• _ARTIKEL_
+++
Als der Tag von Reagans Ultimatum näher rückte, organisierten die PATCO-Mitglieder Massenstreikposten; hier vor dem Kontrollzentrum Chicago (WSWS Media)

Die Workers League bestand jedoch darauf, dass dies nicht nur einen Arbeitskampf, sondern auch einen politischen Kampf gegen die Bürokratie und das Zweiparteiensystem erforderte. Eine neue Partei musste aufgebaut werden, eine Arbeiterpartei, die sich auf die Gewerkschaften und ein sozialistisches Programm stützte. Um dies zu erreichen, warb die Workers League unter den Arbeitern für die Einberufung eines außerordentlichen Kongresses der Arbeiterbewegung.

Das Bulletin erkannte die Bedeutung des Streiks sofort. Der Leitartikel vom 4. August 1981, eine Erklärung der Redaktion, trug die Überschrift „AFL-CIO muss den Fluglotsenstreik unterstützen: Die Klassenlinien sind klar“. Darin wird die Gewerkschaftsbewegung aufgefordert, „die Kraft der gesamten Arbeiterklasse zu mobilisieren, um die streikenden Fluglotsen gegen die gewerkschaftsfeindliche Reagan-Regierung zu unterstützen“.

Weiter hieß es in dem Artikel:

Die Reagan-Regierung hat in den letzten sechs Monaten eine wirtschaftliche und soziale Konterrevolution eingeleitet, die darauf abzielt, die von der Arbeiterklasse in den letzten 50 Jahren errungenen Sozialgesetze und -programme außer Kraft zu setzen, die Arbeitslosigkeit in die Höhe zu treiben, alle Schranken für die kapitalistische Ausbeutung, wie z. B. Arbeitsschutzgesetze, zu beseitigen und den in jahrzehntelangen gewerkschaftlichen Kämpfen errungenen Lebensstandard wieder zurückzuschrauben. Darüber hinaus hat die Regierung die größte Steuersenkung der Geschichte verabschiedet, die ganz auf die Bedürfnisse der großen Konzerne und der Reichen zugeschnitten ist.
+++
• _EINTRÄGE_
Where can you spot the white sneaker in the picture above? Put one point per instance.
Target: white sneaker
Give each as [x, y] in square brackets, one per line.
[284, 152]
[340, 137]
+++
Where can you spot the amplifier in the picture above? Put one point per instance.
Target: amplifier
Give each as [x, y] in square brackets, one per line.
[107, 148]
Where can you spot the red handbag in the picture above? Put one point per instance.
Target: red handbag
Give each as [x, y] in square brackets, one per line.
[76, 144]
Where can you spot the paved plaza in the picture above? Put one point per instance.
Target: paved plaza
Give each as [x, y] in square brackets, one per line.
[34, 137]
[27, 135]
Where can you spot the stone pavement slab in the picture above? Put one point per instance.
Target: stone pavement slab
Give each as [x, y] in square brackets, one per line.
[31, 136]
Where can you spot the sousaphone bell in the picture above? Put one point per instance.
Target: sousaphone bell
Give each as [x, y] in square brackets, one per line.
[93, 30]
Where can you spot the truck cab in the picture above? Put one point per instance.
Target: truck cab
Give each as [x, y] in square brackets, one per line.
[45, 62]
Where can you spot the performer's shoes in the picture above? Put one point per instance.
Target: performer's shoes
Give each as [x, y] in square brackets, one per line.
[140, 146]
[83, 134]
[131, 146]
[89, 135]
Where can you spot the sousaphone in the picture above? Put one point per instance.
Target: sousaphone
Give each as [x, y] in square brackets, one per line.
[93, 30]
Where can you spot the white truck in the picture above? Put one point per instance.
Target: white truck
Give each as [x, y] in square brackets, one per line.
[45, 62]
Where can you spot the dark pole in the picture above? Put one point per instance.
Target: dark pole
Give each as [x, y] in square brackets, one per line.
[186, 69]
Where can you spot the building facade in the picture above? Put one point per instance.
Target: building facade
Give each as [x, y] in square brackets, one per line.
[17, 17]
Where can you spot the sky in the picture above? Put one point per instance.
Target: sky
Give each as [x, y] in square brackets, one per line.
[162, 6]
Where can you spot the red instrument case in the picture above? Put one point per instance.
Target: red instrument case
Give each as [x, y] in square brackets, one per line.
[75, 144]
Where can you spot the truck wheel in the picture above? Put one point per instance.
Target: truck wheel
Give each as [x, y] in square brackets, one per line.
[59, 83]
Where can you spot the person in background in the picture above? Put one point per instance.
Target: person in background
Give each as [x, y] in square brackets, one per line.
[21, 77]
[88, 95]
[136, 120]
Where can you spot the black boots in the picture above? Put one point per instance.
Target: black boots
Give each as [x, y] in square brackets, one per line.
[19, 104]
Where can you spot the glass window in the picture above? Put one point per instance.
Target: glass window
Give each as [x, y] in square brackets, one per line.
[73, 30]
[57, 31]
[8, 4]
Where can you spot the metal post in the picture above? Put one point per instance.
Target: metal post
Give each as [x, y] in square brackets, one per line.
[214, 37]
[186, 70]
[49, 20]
+++
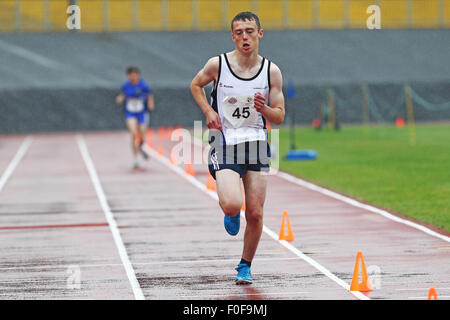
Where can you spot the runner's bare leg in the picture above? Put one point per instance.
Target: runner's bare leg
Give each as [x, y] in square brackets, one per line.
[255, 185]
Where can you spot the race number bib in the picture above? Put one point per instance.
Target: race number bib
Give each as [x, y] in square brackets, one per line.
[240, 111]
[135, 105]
+++
• _AUFGABE 1_
Auf welche Ziele ist die Konterrevolution der Reagan-Regierung laut dem zitierten Abschnitt im Artikel über den Fluglotsenstreik ausgerichtet? Nenne alle.
• _AUFGABE 2_
Zähle, in wie vielen Zeilen der Auflistung die Zeichenfolge „runner“ vorkommt, wobei Groß- und Kleinschreibung zählt. Gib nur die Zahl an.

• _AUSGABE 1_
- die von der Arbeiterklasse in den letzten 50 Jahren errungenen Sozialgesetze und -programme außer Kraft setzen
- die Arbeitslosigkeit in die Höhe treiben
- alle Schranken für die kapitalistische Ausbeutung, wie z. B. Arbeitsschutzgesetze, beseitigen
- den in jahrzehntelangen gewerkschaftlichen Kämpfen errungenen Lebensstandard wieder zurückschrauben

• _AUSGABE 2_
2